Women with GRITT
December 07, 2020
by Erin Cook

WOMEN WITH GRITT: UMA Oils Founder Shrankhla Holecek On Growing Up In India, Launching A Global Brand & Why You Should Always Ask For A Hotel Upgrade

by Erin Cook

“[A male] my age and in my roles would be able to puff up their chest more... At the same time, I think that a sense of humility and gratitude to everyone who’s helped you along the way can be an asset.”

Welcome to Women with GRITT: a series where we interview the resilient, hardworking women who have kicked in the glass ceiling and inspire us to do the same.

There are a lot of beauty brands out there. (Emphasis on a lot.) And every single one of those brands has a founder with a story to tell. We’ll be honest, sometimes those stories all start to sound the same – that is, until we spoke to Shrankhla Holecek, founder of UMA Oils.

UMA is a skincare and wellness brand with roots in 5000-year-old wisdom of Ayurveda and an emphasis on overall wellbeing. Technically speaking, UMA was founded in 2016; however, there’s a bit more to it than that. Holecek’s family runs an 800-year-old company that harvests essential oils in India and distributes them throughout the world to everyone from Estee Lauder to Tom Ford. Between the two of us, the Holeceks are damn good at what they do – so good in fact, they’ve been the Ayurvedic physicians for the Royal Family in India for centuries and the gatekeepers of custom-blend oils that have been passed down through generations.

————————

What is required
Set down everything in the Women with GRITT interview from "There are a" down to "of UMA Oils.", word for word.

Localization data with one point per instance:
————————

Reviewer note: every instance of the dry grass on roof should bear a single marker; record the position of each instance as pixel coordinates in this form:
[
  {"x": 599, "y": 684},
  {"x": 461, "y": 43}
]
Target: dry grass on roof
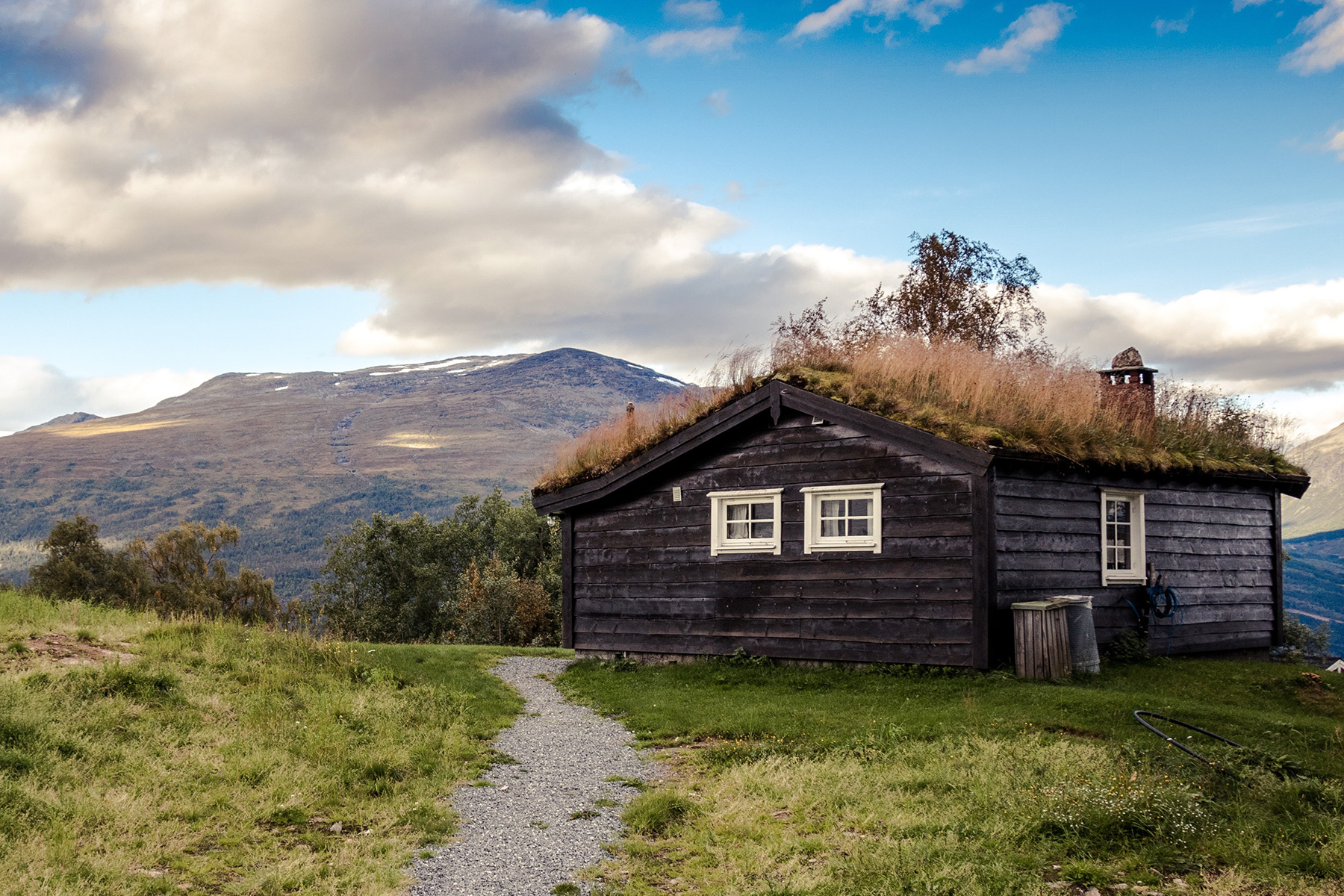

————————

Answer below
There are a lot of beauty brands out there. (Emphasis on a lot.) And every single one of those brands has a founder with a story to tell. We’ll be honest, sometimes those stories all start to sound the same – that is, until we spoke to Shrankhla Holecek, founder of UMA Oils.